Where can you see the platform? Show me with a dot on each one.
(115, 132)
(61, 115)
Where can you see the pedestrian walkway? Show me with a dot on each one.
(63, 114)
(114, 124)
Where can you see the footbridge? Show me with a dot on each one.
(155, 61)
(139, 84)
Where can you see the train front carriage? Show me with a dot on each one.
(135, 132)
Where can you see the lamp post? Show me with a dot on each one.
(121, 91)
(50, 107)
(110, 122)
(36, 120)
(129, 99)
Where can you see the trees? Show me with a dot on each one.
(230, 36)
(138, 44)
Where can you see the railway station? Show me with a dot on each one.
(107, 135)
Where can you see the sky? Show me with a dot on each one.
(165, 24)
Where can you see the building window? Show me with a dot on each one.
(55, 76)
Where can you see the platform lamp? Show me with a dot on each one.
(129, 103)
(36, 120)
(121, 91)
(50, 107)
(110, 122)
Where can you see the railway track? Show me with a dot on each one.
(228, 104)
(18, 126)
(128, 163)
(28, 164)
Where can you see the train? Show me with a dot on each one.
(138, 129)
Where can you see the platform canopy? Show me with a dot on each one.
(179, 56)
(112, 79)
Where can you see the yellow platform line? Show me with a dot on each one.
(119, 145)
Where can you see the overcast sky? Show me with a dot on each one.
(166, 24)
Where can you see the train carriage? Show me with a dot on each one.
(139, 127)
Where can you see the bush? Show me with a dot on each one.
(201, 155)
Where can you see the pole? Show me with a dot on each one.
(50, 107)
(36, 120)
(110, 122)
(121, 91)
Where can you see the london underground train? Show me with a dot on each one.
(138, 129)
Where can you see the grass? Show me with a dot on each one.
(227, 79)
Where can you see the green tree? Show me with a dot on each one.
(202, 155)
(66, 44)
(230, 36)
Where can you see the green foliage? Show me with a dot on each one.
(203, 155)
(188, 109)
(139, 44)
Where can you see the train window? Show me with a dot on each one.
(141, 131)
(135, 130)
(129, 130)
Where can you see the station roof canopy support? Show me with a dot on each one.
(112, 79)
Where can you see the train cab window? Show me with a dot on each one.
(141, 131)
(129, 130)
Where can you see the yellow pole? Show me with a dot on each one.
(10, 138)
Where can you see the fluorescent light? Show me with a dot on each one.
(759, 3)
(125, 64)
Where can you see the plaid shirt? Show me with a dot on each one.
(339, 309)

○ ○ ○ ○

> Work instructions
Nothing in the data may differ; print all of it exactly as written.

> Output for this exercise
Where can you see the platform? Show me with a dot on each one.
(115, 132)
(61, 115)
Where can you see the pedestrian walkway? Show me with a dot on each one.
(63, 114)
(114, 124)
Where can you see the footbridge? Show me with a dot on each one.
(155, 61)
(139, 84)
Where can you see the train front carriage? Show me with a dot on each one.
(135, 132)
Where can you see the lamp post? Show me with a dot on each one.
(121, 91)
(50, 107)
(110, 122)
(36, 120)
(129, 99)
Where can you see the trees? Show me with a dot on each one.
(230, 36)
(138, 44)
Where can you see the railway station? Show me with a dot on each one.
(107, 135)
Where can you see the sky? Show me with a dot on each one.
(165, 24)
Where can you see the building window? Show me with a dot on each one.
(55, 76)
Where can you see the platform lamp? Show me with a dot on each one.
(129, 103)
(36, 120)
(121, 91)
(50, 107)
(110, 122)
Where can you see the railway track? Show me with a dot on each one.
(228, 104)
(18, 126)
(128, 163)
(28, 164)
Where can you see the train? Show me with a dot on each one.
(138, 129)
Where can you see the platform canopy? Show me with a dot on each one.
(179, 56)
(112, 79)
Where can you see the yellow platform line? Show me with a dot on each one.
(119, 145)
Where can you see the overcast sky? Show me with a dot on each one.
(166, 24)
Where can you see the train carriage? Show me with a dot on each one.
(139, 127)
Where can you see the bush? Show me with a dot on each one.
(201, 155)
Where can you see the pole? Show me with a dot on each one.
(50, 107)
(36, 120)
(110, 122)
(121, 91)
Where can you see the london underground train? Show me with a dot on each one.
(138, 129)
Where can you see the grass? Show me with a dot on each one.
(227, 79)
Where can you see the green tree? Show me with a dot on each one.
(202, 155)
(66, 44)
(230, 36)
Where can you see the green foliage? Show me with a dot on each one.
(203, 155)
(188, 109)
(139, 44)
Where can you see the train window? Show me with a dot on each one.
(141, 131)
(135, 130)
(129, 130)
Where can you see the station roof canopy support? Show me with a dot on each one.
(112, 79)
Where can you see the train cab window? Show me with a dot on each one.
(141, 131)
(129, 130)
Where can you see the yellow pole? Show me with a dot on each one.
(10, 138)
Where can you see the fluorescent light? Show me with a dot on each one.
(759, 3)
(125, 64)
Where can you see the plaid shirt? Show me with a dot on each one.
(339, 309)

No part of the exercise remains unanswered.